• Task to carry out: Exact copies are required of the lines from the line containing "If you would be so good as to mark the white" through the final line of the listing, both included, and of no other lines.

### Input records

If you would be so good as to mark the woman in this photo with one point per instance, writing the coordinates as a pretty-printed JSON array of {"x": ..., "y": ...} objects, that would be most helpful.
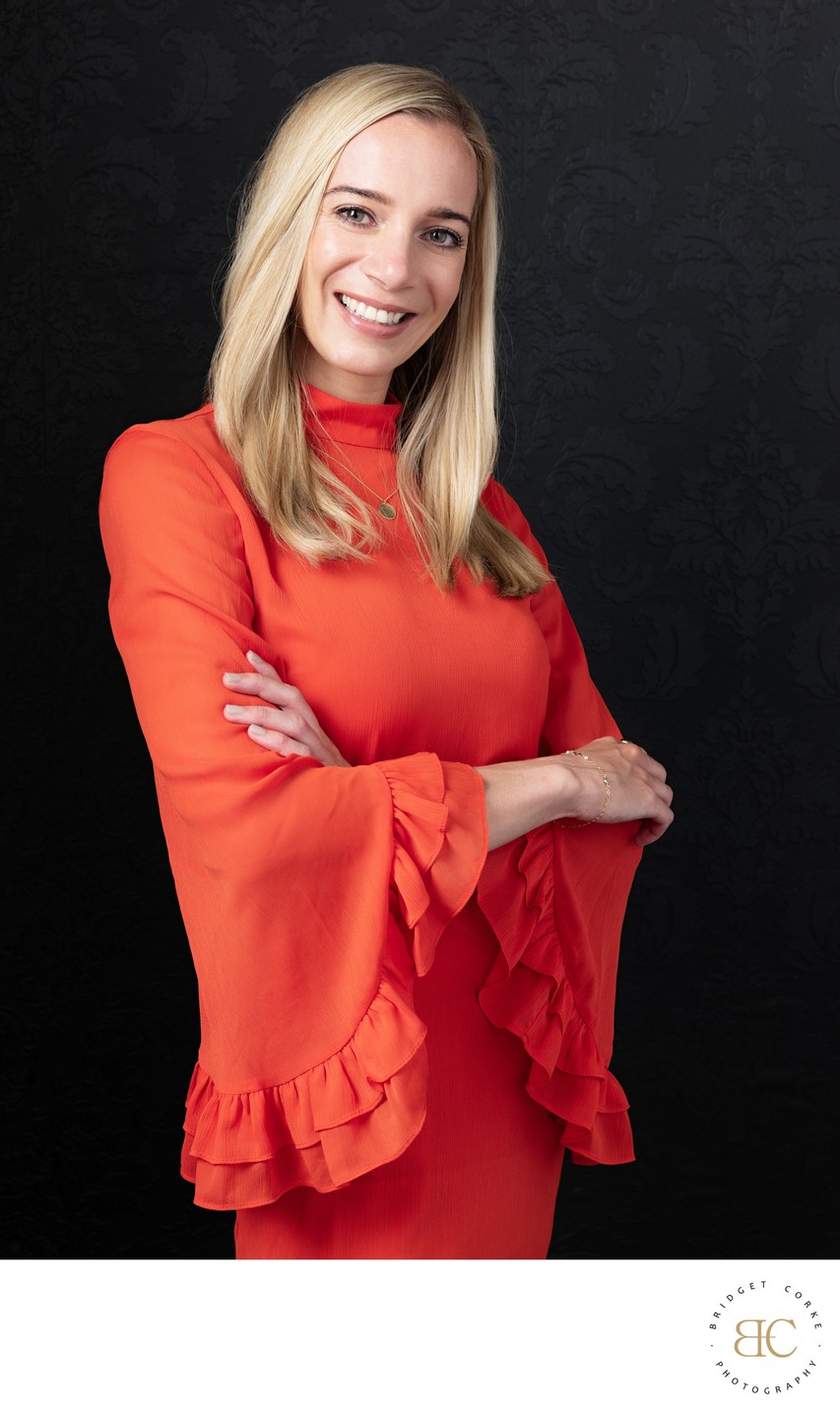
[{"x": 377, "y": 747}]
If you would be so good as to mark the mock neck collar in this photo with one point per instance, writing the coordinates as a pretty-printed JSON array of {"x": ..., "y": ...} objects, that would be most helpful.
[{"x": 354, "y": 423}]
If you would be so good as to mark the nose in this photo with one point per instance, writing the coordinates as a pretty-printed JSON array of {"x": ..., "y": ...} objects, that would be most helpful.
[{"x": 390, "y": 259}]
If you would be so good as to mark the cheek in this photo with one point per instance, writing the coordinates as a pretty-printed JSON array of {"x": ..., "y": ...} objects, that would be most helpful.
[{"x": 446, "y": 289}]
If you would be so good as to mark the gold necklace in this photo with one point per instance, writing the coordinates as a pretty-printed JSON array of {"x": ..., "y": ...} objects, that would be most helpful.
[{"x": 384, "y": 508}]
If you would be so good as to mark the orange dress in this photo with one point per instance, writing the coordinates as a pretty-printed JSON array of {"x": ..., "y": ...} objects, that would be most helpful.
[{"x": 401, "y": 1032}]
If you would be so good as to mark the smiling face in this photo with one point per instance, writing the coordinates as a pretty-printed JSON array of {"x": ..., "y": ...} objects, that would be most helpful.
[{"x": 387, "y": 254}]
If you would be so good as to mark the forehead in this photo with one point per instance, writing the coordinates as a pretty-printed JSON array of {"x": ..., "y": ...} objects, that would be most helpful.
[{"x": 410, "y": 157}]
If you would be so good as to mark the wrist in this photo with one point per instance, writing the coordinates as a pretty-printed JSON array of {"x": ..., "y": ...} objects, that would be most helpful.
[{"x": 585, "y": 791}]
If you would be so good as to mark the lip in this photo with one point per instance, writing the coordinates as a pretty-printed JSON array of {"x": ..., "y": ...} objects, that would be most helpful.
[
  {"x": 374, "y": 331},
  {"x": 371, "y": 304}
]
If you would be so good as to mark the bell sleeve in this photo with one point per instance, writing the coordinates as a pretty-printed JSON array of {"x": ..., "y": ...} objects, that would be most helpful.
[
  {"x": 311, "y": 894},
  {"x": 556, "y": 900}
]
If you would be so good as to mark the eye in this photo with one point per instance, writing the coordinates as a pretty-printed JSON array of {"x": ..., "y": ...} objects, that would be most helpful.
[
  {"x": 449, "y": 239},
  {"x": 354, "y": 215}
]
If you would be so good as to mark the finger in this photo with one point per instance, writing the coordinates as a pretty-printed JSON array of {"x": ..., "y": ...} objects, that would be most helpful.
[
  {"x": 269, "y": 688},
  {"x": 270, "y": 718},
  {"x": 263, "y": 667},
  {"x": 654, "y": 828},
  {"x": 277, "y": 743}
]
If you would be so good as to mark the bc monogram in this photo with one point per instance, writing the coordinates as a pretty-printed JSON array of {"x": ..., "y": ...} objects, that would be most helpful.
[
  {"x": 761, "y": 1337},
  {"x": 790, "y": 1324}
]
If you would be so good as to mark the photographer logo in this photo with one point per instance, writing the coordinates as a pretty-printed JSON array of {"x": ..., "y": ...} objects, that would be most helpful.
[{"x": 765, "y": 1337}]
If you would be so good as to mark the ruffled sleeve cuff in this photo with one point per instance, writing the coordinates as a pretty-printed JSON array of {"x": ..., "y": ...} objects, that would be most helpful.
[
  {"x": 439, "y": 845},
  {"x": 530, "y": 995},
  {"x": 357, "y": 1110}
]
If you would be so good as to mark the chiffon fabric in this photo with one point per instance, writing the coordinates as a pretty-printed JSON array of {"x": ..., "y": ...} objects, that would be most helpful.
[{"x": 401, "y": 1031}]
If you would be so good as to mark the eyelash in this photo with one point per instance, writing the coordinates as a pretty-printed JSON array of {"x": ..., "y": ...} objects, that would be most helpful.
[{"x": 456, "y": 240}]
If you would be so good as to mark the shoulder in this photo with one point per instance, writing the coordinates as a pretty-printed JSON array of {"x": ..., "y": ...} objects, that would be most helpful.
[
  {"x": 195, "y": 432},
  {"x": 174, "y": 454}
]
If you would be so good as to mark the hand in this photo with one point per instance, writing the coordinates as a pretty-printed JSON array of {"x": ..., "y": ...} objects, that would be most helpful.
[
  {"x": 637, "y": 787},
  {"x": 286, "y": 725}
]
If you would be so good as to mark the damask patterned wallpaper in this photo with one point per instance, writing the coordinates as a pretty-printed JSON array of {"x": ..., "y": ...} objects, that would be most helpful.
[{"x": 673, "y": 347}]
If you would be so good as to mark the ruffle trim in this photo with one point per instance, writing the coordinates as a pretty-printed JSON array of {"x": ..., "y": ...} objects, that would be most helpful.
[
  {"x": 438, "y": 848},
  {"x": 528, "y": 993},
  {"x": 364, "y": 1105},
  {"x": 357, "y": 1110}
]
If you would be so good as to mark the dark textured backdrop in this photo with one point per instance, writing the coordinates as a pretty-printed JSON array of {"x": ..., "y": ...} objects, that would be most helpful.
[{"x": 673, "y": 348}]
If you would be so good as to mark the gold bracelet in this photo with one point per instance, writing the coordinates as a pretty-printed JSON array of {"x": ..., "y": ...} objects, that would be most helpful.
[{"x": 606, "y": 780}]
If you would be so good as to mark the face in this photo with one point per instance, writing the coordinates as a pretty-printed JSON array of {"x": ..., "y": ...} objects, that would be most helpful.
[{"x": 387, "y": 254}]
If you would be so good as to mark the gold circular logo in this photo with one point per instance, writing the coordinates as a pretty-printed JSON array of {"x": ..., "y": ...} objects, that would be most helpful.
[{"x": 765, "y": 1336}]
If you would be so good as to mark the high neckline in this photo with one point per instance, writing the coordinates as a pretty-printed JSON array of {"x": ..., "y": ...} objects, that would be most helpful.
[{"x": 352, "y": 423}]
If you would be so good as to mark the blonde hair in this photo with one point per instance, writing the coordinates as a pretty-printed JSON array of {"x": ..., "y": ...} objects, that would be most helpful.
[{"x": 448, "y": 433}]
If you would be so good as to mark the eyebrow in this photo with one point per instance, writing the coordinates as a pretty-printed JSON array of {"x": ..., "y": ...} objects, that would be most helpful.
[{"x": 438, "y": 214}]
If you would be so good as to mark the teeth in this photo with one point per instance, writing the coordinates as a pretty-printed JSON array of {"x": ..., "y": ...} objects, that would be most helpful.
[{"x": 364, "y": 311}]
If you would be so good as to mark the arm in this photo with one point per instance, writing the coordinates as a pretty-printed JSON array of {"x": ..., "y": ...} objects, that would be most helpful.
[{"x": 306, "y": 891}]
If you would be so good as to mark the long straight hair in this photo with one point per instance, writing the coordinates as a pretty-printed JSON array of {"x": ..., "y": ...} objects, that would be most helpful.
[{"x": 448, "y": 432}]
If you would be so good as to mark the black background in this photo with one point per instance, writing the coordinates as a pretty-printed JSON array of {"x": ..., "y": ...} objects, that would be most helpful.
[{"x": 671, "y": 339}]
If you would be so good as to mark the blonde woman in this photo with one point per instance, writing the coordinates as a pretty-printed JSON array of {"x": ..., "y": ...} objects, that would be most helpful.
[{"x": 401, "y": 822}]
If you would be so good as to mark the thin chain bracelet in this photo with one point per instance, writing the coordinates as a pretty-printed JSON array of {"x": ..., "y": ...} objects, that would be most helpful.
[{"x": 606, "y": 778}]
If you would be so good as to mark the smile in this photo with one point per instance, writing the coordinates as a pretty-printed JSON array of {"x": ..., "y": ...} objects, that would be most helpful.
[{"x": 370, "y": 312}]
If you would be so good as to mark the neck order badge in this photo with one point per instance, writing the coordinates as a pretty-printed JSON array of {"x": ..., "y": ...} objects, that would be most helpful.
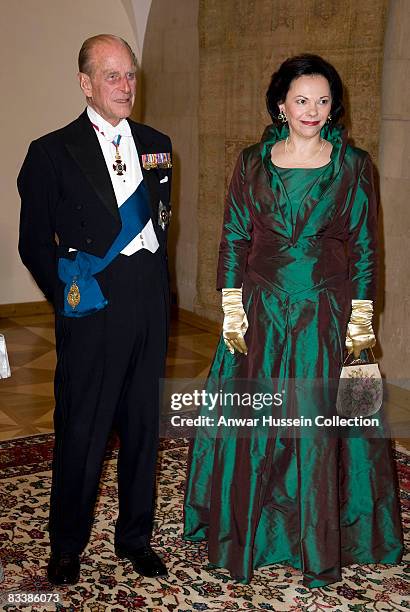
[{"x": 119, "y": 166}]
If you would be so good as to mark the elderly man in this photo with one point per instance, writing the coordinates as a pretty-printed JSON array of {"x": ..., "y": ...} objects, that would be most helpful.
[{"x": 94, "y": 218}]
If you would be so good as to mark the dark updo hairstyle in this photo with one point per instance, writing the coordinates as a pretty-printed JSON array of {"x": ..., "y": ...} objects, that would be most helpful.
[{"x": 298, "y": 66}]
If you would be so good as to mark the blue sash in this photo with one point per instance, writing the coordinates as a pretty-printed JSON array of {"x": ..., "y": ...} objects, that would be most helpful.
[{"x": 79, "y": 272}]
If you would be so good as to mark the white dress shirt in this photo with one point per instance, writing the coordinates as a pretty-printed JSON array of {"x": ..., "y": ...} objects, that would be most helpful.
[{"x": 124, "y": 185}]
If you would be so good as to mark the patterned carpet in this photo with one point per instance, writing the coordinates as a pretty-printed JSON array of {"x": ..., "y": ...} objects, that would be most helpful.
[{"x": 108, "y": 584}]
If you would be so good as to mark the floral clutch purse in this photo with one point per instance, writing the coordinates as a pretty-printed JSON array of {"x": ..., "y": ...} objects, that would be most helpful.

######

• Response box:
If you would be so good as to mark the white dress shirt in this photo with one point per instance, writing the coordinates as a pretty-printed JSON array of {"x": ..., "y": ...} objects, that would be most helpful.
[{"x": 124, "y": 185}]
If you would be so good as to mark the patterned carpet in this photo with one point per instance, writing the coordinates as a pretty-printed JSON array of {"x": ..., "y": ...} objects, that would be most helpful.
[{"x": 108, "y": 584}]
If you would be so good as to mark the floral clutch purse in this photo with one point per instance, writing the coordinates as a pretty-printed JSON array of {"x": ..., "y": ...} objects, that would be most helpful.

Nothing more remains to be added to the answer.